Per debellare un sottosviluppo ultradecennale occorre una strategia complessiva e coerente volta ad ampliare la base produttiva e a rendere competitivo il contesto economico locale. La spinta deve essere forte, duratura e basata su un’ampia gamma di strumenti; per essere credibile ed efficace deve contare su un volume di risorse adeguato, nel rispetto dei vincoli di bilancio. Puntare su un’unica strada sarebbe errato: gli interventi devono agire sia sull’offerta, rafforzando la competitività del settore produttivo e l’efficienza delle amministrazioni pubbliche, sia sulla domanda, sostenendo i redditi familiari.
Il ritardo economico del Mezzogiorno è al tempo stesso inaccettabile e ingiustificabile.
Inaccettabile perché non consente a un terzo della popolazione italiana di godere appieno di diritti, opportunità, prospettive che lo Stato deve garantire a tutti i cittadini. La mancanza di lavoro sta inducendo persone giovani e preparate a emigrare, con costi economici e sociali che condizionano le prospettive di crescita e di progresso.
Ingiustificabile perché le ricchezze culturali, ambientali, di capacità produttive inespresse presenti nel Mezzogiorno possono e devono essere utilizzate per il rilancio dell’economia dell’intero Paese. Lo sviluppo dell’economia meridionale offrirebbe un mercato di sbocco, un volano di crescita anche per le produzioni di altre aree, avviando un circolo virtuoso di investimenti e crescita sia al Sud sia al Centro Nord.

→ **Materiale presentato**:
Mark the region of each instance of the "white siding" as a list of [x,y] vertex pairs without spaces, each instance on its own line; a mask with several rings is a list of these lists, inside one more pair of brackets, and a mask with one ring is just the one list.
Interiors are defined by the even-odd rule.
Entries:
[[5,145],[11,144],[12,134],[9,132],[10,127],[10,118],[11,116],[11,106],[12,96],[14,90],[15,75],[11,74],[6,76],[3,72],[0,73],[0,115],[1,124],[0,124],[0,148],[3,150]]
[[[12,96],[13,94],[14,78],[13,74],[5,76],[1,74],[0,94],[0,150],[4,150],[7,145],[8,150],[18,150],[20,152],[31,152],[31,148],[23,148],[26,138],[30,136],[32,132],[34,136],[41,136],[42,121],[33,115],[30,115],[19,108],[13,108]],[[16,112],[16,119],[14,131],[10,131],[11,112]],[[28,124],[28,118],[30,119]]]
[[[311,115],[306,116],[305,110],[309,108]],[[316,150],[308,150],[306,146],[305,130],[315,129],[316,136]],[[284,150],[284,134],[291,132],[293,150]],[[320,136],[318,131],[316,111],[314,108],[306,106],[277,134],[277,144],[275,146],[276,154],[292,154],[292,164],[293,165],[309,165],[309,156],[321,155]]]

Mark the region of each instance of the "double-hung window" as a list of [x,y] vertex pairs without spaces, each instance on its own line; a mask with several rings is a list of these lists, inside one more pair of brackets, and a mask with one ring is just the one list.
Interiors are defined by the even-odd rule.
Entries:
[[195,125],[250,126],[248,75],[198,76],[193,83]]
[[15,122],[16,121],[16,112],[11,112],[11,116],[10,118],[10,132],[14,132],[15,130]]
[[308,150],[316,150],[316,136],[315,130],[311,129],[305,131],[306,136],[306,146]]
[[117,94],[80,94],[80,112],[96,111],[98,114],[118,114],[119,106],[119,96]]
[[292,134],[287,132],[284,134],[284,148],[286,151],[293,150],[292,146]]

→ **Attività**:
Riproduci fedelmente dal testo sul ritardo del Mezzogiorno il passo che va da "Per debellare un" fino a "inaccettabile e ingiustificabile.".

→ **Soluzione esercizio**:
Per debellare un sottosviluppo ultradecennale occorre una strategia complessiva e coerente volta ad ampliare la base produttiva e a rendere competitivo il contesto economico locale. La spinta deve essere forte, duratura e basata su un’ampia gamma di strumenti; per essere credibile ed efficace deve contare su un volume di risorse adeguato, nel rispetto dei vincoli di bilancio. Puntare su un’unica strada sarebbe errato: gli interventi devono agire sia sull’offerta, rafforzando la competitività del settore produttivo e l’efficienza delle amministrazioni pubbliche, sia sulla domanda, sostenendo i redditi familiari.
Il ritardo economico del Mezzogiorno è al tempo stesso inaccettabile e ingiustificabile.